-- Start --
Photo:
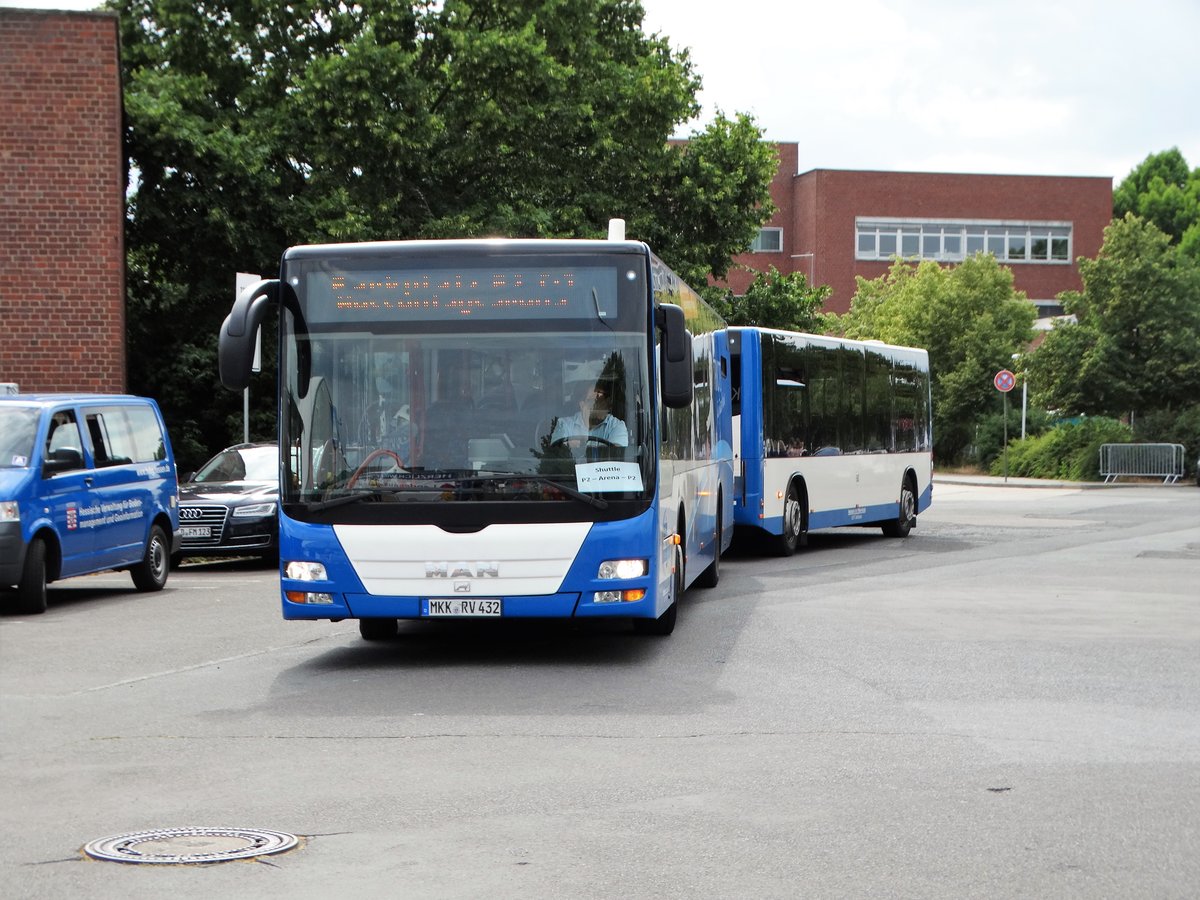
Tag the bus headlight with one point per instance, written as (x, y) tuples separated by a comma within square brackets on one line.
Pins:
[(305, 571), (618, 597), (623, 569)]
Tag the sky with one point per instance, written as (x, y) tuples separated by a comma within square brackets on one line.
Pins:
[(1048, 88), (1024, 88)]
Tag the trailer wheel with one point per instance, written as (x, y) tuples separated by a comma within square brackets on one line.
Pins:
[(712, 574), (906, 517)]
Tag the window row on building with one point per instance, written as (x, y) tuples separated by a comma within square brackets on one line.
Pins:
[(958, 240)]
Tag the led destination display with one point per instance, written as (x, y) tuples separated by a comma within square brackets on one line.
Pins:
[(445, 294)]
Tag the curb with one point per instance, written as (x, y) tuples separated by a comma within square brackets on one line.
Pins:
[(1033, 483)]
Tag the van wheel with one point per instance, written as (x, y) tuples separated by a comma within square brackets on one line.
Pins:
[(31, 589), (151, 573)]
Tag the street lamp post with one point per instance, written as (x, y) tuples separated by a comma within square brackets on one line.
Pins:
[(1025, 390)]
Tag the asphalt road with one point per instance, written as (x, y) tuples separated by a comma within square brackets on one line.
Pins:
[(1006, 705)]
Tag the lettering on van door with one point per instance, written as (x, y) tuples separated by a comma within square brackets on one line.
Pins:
[(106, 514)]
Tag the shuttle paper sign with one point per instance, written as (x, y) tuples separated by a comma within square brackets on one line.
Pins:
[(599, 477)]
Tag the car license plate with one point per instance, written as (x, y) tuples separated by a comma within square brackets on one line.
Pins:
[(457, 606)]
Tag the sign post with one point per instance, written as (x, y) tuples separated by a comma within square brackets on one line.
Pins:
[(1005, 382)]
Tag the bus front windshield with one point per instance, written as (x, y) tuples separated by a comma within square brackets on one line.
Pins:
[(517, 409)]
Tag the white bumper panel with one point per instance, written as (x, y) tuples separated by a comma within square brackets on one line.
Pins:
[(499, 561)]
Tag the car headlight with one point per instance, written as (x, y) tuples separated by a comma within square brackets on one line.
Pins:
[(256, 510)]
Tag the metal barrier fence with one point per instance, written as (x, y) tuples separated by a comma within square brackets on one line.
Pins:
[(1164, 461)]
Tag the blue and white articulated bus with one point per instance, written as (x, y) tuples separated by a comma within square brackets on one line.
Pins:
[(828, 432), (493, 429)]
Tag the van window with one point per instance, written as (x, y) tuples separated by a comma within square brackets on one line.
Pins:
[(64, 443), (125, 435), (18, 431)]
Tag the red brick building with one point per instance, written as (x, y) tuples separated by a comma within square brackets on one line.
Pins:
[(834, 225), (61, 202)]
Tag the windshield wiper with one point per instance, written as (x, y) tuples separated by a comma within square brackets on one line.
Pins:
[(543, 480), (345, 501)]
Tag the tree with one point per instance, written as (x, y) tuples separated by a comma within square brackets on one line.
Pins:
[(1134, 346), (251, 126), (971, 321), (1163, 191), (774, 300)]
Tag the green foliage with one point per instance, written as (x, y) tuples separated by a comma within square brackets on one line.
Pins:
[(971, 321), (1069, 451), (253, 125), (990, 431), (774, 300), (1162, 190), (1135, 345)]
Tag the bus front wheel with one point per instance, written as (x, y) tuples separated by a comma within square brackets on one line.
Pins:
[(793, 525)]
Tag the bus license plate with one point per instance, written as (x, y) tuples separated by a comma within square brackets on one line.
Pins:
[(457, 606)]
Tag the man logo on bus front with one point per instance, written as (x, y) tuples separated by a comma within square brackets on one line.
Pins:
[(489, 569)]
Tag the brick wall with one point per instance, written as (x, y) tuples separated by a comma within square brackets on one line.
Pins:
[(828, 202), (61, 202), (817, 209)]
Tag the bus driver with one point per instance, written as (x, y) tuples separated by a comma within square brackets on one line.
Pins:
[(593, 419)]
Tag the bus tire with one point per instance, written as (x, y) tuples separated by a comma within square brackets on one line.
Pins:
[(712, 574), (31, 589), (906, 516), (151, 573), (378, 629), (793, 523)]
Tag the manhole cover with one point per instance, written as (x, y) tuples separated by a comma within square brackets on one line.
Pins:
[(190, 845)]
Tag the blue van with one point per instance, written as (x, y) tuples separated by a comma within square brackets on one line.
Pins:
[(88, 483)]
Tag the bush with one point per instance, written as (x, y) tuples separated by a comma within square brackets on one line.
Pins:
[(1069, 451), (990, 432)]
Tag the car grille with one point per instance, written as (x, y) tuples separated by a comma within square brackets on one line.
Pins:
[(214, 516)]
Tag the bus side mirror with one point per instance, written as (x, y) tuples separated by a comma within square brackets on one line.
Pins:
[(675, 355), (235, 346)]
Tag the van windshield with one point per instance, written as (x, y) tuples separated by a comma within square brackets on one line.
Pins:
[(18, 429)]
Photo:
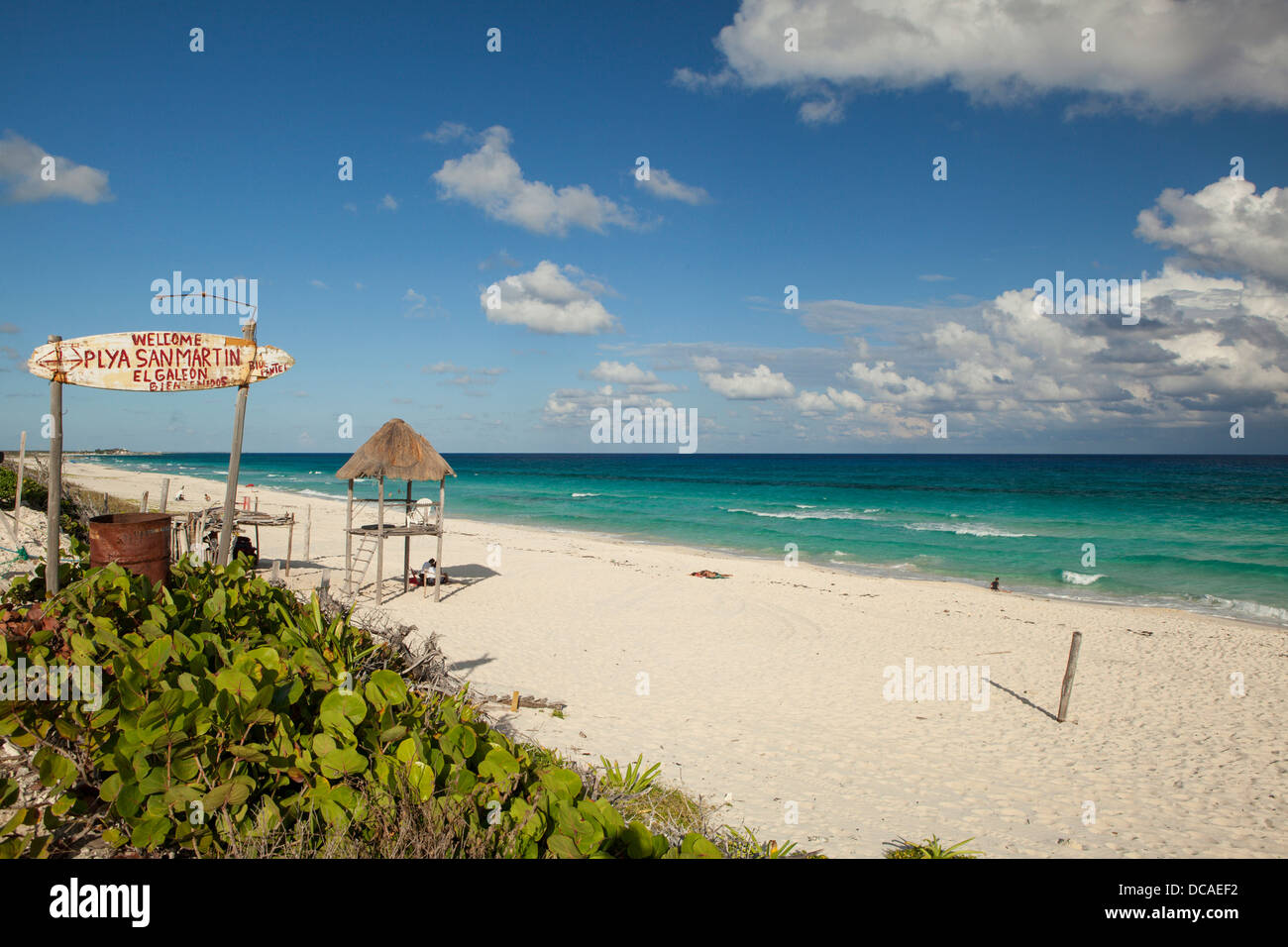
-- End --
YOUR GOAL:
Copy the lines above word for word, leaving out the pictures.

RESULT FOR THIS EXERCISE:
Photo:
Tag the bus headlight with one point per instance, written as (x, y) tuples separated by a comma within square brackets on one line.
Pins:
[(305, 571), (618, 597), (623, 569)]
Tag the sky with one point per instance, written as (x, y) tuples separated by a comma within square brackets on one line.
Pins:
[(1048, 88), (1024, 88)]
Tag the trailer wheel with one point per instance, written as (x, y) tuples separated by a comma within square brackets on one line.
Pins:
[(712, 574), (906, 517)]
Tag the window row on building with one point per instance, written as (x, y) tuples separated by a comma within square brackets on one line.
Pins:
[(958, 240)]
Tag the led destination display with one point per instance, written as (x, y) tuples separated by a comma within square brackets on one line.
Pins:
[(445, 294)]
Tag the curb with one point per instance, written as (x, y) tuples separated by a comma within square brackets on one line.
Pins:
[(1033, 483)]
Tag the van wheel with one point per instance, written as (x, y) tuples separated by a comma within square brackets on one line.
Pins:
[(31, 589), (151, 573)]
Tag the street lamp post with one point per instance, written as (x, y) tuples separated by a comma within square brackets on one line.
Pins:
[(1025, 390)]
Tag the asphalt road with one point per instance, written as (x, y) tuples separated by a comma within square brackets on one line.
Pins:
[(1006, 705)]
Tag the lettering on van door with one point per instance, written as (x, y) tuples separated by a comma within square brackets on one line.
Pins:
[(106, 514)]
Tag the shuttle paper sign with one point per instance, written as (x, y) tuples separated by a comma within square brackets on one line.
Pins:
[(599, 477)]
Tag the car license plate with one point per instance, written as (x, y) tuples separated by a comma within square brackets on one line.
Pins:
[(457, 606)]
Tag the sign post with one point per instance, written as (x, y) tuples separated by a comma within square brackets on one line.
Pins:
[(1005, 382)]
Tag the bus front windshield with one point per instance, written as (x, y) tuples separated by a comma within square brackets on one line.
Pins:
[(517, 409)]
Tag the white bumper panel with one point per instance, written as (x, y) tuples separated by a comma within square brackets on one line.
Pins:
[(499, 561)]
Tag the car headlight with one point per instance, written as (x, y) tuples separated by a comma within square brackets on one line.
Pins:
[(256, 510)]
Tag the metal barrier fence with one point per instance, written as (x, y) tuples separated by a comma within square brackets on one line.
Pins:
[(1164, 461)]
Tag the blue and white articulated bus with one point per instance, written as (x, y) tuples separated by a comma within square brackets on one line.
Pins:
[(828, 432), (493, 429)]
Tag the van window with one point per instance, written as (x, y) tuples separated by a comma within square brackets on one line.
Pins:
[(64, 443), (125, 435), (18, 431)]
Tag the red brick building with one point per instance, written as (x, y) tuples separated by a comma within square brackets on one line.
Pins:
[(834, 225), (61, 202)]
Tag the windshield wiper with one point per instance, written as (x, y) tuples separated by a comma within square brackets on one line.
Pins:
[(543, 480), (345, 501)]
Tag the tree with one point per instance, written as (x, y) tuples separated by a comma within square brackets on one line.
Pins:
[(1134, 346), (251, 126), (971, 321), (1163, 191), (774, 300)]
Tag the green foliage with one point per instance, written as (x, y) tuples separated by a comma within square brackets on one line.
Pins:
[(971, 321), (1069, 451), (253, 125), (990, 431), (774, 300), (1162, 190), (1135, 345)]
Tag the bus front wheel with one point per instance, written as (x, y) tuples separated by a comma within square brackets on one line.
Pins:
[(793, 525)]
Tag the bus license plate with one point per instance, written as (x, y) tuples separated by a comma within square brackets on one line.
Pins:
[(457, 606)]
Tag the man logo on bus front with one point per instance, written as (x, y) tuples separated by a comma within square brackets on one line.
Pins:
[(489, 569)]
Tag the brick wall with one point per instance, written as (x, y) tuples separated by a comma within square brackets on one line.
Pins:
[(828, 202), (61, 202), (817, 209)]
Tag the bus driver with one point per instance, written as (x, y) tuples separated by a comma within square brackets on one line.
Pins:
[(593, 419)]
Tag the bus tire with one point per instance, written as (x, y) tuples separated by a comma within square brackets on one line.
Pins:
[(712, 574), (31, 589), (906, 516), (151, 573), (378, 629), (793, 523)]
Tag the manhole cover with one point per instance, written as (x, y) tuples separated by a comma within square brackets on one line.
Pins:
[(190, 845)]
Tag the blue van with one point per instance, written as (x, y) tuples separated by a comma within square brackets on one line.
Pins:
[(88, 483)]
Tag the bush with one point per instance, written as (x, y) tuples separated by a comma within square brackets on one line.
Pins:
[(1069, 451), (990, 432)]
Tag the car grille with one point per instance, written as (x, y) tuples separated by a comma within square brackets on one line.
Pins:
[(214, 516)]
Tag the bus side mirror with one point per instance, written as (x, y) tuples separated by a comma within square brackets on one line.
Pins:
[(675, 355), (235, 346)]
Tag the van windshield with one point per instance, written as (x, y) tuples separated by a comma within square brackets on one line.
Pins:
[(18, 429)]
Photo:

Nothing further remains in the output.